Aufgaben:
1. Welchen Gesamtumsatz nennt der Bericht über den Bremer Automarkt?
2. Greifen Sie den Bericht über den Bremer Automarkt auf und setzen Sie ihn nach seinem letzten Satz fort.

Gebrauchtwagen und Service legen kräftig zu – Neuzulassungen mit unerwartetem Plus – E-Mobilität war das Sorgenkind – Gute Ausbildungsbilanz - Perspektive mit Fragezeichen – E-Mobilität wartet auf Kaufanreize
Bremen. Mit fast 65.000 Pkw-Käufen und einem Gesamtumsatz von 2,1 (Vorjahr: 2,0) Milliarden Euro hat sich der Automarkt an der Weser „in einem schwierigen wirtschaftlichen Umfeld des Jahres 2024“ besser als befürchtet geschlagen. Dank eines dynamischen Gebrauchtwagenmarktes, einer unerwarteten starken Nachfrage nach neuen Pkw und einer hohen Service-Nachfrage habe es höhere Umsätze gegeben. Erfreulich seien die Daten der neuen Ausbildungsbilanz. Karl-Heinz Bley, Präsident des Kfz-Landesverbandes Niedersachsen-Bremen und Hans Jörg Koßmann, Obermeister der Innung des Kraftfahrzeugtechniker-Handwerks Bremen erklärten vor Journalisten in Bremen mit Blick auf die E-Mobilität, die „automobile Welt an der Weser benötigt Hilfen und Förderungen“. Von einem Hochlauf der E-Technologie sei der Automarkt bei den Neuzulassungen entfernt gewesen“. Der Jahresstart 2025 sei mit gemischten Ergebnissen erfolgt.

Auszüge der Einträge:
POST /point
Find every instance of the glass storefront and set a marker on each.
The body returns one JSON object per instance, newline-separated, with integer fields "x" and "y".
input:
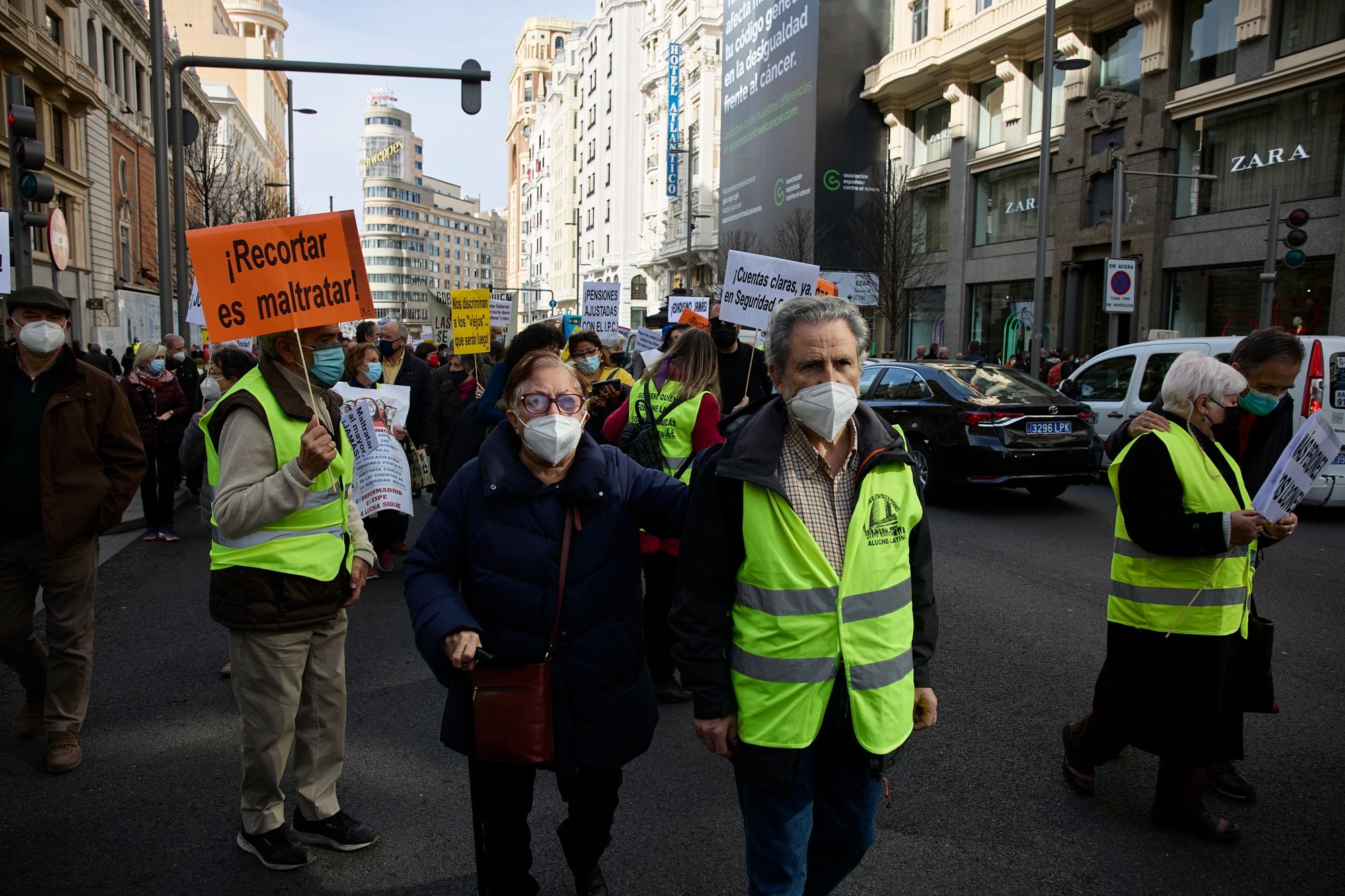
{"x": 1007, "y": 204}
{"x": 1226, "y": 302}
{"x": 1001, "y": 318}
{"x": 1292, "y": 140}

Die Lösungen:
1. 2,1 Milliarden Euro, nach 2,0 Milliarden Euro im Vorjahr.

2.
Der Gesamtumsatz im Automarkt gliedere sich in 811,1 (Vorjahr: 792,1) Millionen Euro für den Neuwagenkauf, 866,6 (Vorjahr: 818) Millionen für den Kauf gebrauchter Pkw, 280,3 (Vorjahr: 261,5) Millionen Euro für den Service und 116,9 (Vorjahr: 103,4) Millionen Euro für neue und gebrauchte Nutzfahrzeuge. Auffällig in der Jahresbilanz sei der um 20 Prozent gestiegene Gebrauchtwagenumsatz im Markenhandel auf 509 (Vorjahr: 424,6) Millionen Euro. Grund sei der um fünf Prozentpunkte auf 42 (Vorjahr: 37) Prozent gestiegene Marktanteil bei minimal niedrigerem Preis von 26.140 (Vorjahr: 26.170) Euro.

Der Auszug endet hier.